* begin RECORD EXTRACTS *

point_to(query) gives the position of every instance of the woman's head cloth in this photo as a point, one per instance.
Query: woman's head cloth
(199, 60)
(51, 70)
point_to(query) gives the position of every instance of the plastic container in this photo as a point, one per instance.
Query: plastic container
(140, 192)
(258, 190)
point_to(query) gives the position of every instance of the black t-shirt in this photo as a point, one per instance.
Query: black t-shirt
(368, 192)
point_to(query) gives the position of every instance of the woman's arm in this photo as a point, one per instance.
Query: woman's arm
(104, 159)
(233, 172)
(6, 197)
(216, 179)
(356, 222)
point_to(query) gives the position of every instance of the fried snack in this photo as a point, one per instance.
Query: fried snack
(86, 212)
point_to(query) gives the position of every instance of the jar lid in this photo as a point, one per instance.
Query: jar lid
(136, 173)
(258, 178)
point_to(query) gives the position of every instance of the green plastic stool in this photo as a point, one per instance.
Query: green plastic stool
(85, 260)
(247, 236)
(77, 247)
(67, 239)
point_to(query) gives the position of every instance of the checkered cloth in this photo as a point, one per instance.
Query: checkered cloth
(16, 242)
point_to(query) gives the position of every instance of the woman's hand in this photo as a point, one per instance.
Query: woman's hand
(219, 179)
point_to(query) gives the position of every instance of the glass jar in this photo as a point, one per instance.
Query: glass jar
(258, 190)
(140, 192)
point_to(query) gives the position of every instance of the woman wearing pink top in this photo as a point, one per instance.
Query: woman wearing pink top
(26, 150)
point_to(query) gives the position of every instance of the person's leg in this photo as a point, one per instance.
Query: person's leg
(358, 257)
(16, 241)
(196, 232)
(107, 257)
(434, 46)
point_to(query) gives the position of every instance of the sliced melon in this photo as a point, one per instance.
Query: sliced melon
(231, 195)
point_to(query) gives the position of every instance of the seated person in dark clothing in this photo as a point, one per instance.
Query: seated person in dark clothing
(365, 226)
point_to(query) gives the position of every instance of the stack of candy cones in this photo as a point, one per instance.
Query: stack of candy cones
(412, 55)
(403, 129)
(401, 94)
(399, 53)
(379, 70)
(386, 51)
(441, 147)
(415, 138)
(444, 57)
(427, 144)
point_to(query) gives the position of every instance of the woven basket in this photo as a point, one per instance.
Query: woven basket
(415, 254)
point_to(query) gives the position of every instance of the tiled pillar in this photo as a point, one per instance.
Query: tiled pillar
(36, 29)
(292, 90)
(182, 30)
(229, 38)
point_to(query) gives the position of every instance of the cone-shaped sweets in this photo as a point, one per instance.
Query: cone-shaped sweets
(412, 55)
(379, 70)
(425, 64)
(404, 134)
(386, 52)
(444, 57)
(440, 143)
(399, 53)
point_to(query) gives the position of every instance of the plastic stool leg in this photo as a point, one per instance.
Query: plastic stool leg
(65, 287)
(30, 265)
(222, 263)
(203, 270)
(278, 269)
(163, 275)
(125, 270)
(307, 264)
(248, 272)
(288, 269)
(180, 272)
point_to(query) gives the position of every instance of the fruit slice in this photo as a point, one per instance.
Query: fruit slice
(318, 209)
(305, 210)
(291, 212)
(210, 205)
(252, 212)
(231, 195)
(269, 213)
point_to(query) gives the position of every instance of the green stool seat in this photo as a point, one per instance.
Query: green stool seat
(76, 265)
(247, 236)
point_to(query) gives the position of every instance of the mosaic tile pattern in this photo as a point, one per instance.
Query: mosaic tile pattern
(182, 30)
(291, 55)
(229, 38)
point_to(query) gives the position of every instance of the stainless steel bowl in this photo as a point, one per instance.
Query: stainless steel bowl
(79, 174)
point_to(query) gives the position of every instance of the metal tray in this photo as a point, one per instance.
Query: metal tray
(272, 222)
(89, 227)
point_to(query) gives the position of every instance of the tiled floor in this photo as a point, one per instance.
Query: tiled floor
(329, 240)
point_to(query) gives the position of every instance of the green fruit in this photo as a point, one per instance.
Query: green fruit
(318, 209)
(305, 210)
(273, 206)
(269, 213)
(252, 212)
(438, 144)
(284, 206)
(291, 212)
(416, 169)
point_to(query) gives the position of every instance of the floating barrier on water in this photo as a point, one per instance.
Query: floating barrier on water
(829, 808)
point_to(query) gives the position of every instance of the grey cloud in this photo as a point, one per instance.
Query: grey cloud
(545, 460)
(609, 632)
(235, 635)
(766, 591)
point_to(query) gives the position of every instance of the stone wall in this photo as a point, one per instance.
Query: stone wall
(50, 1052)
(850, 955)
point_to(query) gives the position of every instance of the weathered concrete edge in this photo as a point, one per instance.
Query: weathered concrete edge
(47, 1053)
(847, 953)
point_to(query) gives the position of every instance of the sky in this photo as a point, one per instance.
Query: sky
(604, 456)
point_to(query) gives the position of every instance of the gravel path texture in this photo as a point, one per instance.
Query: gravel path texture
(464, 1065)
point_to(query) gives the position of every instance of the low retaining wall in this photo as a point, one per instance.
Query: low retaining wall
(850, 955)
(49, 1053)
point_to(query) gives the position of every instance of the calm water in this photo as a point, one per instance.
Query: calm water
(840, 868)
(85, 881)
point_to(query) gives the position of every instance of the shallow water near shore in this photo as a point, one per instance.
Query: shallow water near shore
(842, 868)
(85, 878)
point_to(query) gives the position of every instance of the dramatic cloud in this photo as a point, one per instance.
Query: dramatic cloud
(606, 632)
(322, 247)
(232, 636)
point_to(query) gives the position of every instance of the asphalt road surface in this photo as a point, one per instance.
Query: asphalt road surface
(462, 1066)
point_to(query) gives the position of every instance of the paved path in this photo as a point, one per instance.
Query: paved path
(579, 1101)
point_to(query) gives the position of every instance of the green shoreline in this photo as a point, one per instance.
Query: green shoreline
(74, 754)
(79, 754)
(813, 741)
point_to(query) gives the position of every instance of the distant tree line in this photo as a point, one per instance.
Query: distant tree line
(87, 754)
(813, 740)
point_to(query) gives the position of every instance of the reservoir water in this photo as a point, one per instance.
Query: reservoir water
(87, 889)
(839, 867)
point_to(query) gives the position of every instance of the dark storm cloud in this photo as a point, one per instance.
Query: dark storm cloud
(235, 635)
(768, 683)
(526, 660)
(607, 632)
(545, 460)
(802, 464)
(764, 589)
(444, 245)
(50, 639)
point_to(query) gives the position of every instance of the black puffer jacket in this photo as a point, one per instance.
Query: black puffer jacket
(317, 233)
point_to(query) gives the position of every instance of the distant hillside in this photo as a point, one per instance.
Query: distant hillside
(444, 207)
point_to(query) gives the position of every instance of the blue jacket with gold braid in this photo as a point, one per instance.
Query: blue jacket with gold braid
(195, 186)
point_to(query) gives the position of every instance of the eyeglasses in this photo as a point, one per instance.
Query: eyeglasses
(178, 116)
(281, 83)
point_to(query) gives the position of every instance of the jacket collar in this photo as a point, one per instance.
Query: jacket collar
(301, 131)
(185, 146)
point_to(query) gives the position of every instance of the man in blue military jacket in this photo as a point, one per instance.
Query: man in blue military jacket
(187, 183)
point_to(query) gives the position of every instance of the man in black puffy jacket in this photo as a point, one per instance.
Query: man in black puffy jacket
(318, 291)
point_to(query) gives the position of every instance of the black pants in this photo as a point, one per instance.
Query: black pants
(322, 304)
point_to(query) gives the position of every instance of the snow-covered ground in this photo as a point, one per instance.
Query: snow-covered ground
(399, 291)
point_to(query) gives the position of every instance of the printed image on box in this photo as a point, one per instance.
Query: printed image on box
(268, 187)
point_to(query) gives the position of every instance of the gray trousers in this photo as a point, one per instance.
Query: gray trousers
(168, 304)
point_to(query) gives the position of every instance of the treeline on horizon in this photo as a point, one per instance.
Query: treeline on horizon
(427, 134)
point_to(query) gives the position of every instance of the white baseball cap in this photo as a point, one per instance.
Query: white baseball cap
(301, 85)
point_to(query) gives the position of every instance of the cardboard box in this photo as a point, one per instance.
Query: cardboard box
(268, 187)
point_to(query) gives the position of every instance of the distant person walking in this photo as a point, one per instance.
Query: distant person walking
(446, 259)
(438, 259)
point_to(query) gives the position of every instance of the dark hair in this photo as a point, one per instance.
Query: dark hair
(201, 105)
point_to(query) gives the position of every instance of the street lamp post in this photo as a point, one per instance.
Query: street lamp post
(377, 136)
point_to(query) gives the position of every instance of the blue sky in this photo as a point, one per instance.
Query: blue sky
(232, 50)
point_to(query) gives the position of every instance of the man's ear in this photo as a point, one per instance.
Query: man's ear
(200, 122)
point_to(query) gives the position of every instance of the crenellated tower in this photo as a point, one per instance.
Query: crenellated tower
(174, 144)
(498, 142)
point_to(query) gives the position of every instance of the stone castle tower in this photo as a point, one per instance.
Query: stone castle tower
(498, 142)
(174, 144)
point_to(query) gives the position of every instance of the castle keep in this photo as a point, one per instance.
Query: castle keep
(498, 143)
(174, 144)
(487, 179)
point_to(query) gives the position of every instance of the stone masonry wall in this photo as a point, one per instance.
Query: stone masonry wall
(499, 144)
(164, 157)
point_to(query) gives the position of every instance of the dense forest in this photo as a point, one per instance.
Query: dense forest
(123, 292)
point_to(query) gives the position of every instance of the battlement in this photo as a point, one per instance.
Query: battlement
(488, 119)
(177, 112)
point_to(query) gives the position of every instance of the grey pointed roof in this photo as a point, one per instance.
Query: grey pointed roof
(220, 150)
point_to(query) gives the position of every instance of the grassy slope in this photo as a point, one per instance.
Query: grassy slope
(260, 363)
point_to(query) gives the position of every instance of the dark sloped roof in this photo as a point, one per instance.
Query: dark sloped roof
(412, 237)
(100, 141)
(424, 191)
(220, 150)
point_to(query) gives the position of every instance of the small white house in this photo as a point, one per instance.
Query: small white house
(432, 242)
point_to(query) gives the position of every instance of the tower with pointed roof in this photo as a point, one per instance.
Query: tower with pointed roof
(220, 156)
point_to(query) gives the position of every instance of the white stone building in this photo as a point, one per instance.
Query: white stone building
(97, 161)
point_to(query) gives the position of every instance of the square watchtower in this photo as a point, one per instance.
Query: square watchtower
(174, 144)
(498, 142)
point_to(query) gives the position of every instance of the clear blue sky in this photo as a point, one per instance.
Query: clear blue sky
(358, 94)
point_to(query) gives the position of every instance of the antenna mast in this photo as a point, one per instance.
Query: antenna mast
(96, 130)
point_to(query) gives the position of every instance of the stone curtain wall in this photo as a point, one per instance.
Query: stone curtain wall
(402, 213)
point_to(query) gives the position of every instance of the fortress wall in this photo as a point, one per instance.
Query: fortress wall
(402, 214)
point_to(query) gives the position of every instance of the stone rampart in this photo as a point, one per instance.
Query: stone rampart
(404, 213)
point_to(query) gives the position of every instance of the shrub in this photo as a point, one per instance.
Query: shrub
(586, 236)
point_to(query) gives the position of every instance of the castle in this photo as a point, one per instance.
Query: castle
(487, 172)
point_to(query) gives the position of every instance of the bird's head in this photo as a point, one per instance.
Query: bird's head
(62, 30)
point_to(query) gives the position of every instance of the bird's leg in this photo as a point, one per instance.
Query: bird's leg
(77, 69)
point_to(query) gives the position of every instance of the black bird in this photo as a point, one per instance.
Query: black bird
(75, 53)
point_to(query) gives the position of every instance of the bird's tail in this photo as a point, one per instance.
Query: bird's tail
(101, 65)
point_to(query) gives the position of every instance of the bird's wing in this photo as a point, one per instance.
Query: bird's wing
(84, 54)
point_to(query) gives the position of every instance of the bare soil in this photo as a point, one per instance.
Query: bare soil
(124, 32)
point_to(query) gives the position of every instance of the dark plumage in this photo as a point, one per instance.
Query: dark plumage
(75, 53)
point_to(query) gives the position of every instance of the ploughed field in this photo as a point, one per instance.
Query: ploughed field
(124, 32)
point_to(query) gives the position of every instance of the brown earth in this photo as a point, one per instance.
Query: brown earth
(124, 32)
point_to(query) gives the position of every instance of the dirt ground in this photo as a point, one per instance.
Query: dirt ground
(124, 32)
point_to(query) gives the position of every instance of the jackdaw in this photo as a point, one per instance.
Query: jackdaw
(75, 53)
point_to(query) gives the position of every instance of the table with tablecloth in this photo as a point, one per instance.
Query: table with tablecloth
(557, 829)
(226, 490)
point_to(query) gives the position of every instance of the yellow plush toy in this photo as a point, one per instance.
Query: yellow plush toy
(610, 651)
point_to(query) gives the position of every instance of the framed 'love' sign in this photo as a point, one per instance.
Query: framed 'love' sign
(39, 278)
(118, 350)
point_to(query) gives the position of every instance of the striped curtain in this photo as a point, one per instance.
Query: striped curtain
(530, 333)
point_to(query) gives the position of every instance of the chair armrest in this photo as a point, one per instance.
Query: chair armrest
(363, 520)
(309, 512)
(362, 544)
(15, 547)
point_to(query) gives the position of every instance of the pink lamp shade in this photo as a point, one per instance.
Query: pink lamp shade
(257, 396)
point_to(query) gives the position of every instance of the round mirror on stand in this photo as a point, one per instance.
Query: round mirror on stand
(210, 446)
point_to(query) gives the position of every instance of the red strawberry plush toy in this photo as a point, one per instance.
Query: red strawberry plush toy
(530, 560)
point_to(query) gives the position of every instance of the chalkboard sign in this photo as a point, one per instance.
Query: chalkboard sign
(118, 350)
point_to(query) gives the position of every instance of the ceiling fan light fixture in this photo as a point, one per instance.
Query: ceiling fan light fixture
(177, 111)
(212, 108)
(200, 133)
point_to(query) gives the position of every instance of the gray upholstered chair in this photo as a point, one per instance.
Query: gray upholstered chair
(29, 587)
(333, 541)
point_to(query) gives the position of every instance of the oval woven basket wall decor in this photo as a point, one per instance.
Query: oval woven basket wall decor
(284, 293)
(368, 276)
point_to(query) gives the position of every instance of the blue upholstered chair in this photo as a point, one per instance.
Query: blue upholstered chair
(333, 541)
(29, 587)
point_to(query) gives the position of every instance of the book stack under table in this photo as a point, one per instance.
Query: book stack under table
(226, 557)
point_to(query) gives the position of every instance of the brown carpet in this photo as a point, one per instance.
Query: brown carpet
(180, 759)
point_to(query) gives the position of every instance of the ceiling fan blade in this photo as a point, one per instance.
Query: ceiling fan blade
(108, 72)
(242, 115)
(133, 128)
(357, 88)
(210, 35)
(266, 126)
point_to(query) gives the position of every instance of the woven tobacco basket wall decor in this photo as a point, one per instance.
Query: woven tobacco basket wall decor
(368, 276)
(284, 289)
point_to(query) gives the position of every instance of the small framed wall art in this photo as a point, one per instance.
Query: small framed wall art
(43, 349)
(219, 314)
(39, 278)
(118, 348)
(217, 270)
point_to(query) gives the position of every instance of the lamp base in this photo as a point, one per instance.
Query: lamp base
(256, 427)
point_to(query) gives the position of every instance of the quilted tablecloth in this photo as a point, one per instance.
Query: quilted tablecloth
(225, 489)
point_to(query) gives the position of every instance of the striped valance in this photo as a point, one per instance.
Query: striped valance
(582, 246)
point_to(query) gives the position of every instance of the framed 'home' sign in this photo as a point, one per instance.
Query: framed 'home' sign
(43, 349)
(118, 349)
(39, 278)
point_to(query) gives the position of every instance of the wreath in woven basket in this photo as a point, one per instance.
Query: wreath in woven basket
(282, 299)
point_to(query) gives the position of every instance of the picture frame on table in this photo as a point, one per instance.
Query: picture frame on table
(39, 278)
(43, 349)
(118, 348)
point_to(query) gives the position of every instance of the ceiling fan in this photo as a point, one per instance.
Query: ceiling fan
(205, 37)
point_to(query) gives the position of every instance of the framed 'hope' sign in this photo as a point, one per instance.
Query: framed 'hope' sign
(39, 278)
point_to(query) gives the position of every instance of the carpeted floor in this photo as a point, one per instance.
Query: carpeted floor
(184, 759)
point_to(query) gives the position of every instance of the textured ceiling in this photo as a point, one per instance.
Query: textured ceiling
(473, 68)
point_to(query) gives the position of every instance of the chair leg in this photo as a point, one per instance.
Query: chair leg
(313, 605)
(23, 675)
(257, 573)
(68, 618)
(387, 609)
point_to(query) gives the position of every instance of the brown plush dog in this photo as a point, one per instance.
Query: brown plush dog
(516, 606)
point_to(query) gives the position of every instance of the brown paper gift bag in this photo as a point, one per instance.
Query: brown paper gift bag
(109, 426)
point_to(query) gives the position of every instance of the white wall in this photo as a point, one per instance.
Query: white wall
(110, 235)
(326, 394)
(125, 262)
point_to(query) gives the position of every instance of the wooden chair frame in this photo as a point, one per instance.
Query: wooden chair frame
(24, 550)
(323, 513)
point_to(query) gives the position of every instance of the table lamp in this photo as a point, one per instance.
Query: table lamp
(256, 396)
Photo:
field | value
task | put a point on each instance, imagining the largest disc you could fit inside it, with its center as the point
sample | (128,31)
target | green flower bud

* end RECORD EXTRACTS *

TASK TO CARRY OUT:
Print exactly the lines from the one with "the brown paper" through the end of the data, inclusive.

SOLUTION FOR THIS TASK:
point_to(query) gives the position of every instance of the brown paper gift bag in this photo as a point, one per instance.
Query: brown paper gift bag
(109, 426)
point_to(query) gives the position of every instance of the white wall in this photo as a point, one per instance.
Query: white wall
(110, 235)
(326, 394)
(125, 262)
point_to(query) gives the position of every instance of the wooden chair frame in this photo as a point, one per instance.
Query: wooden chair frame
(24, 550)
(323, 513)
point_to(query) gives the position of every instance of the table lamp in this photo as a point, one per instance.
Query: table lamp
(256, 396)
Photo:
field | value
task | put a point on each instance, imagining the largest disc you could fit inside it, with its center as the point
sample | (128,31)
target | green flower bud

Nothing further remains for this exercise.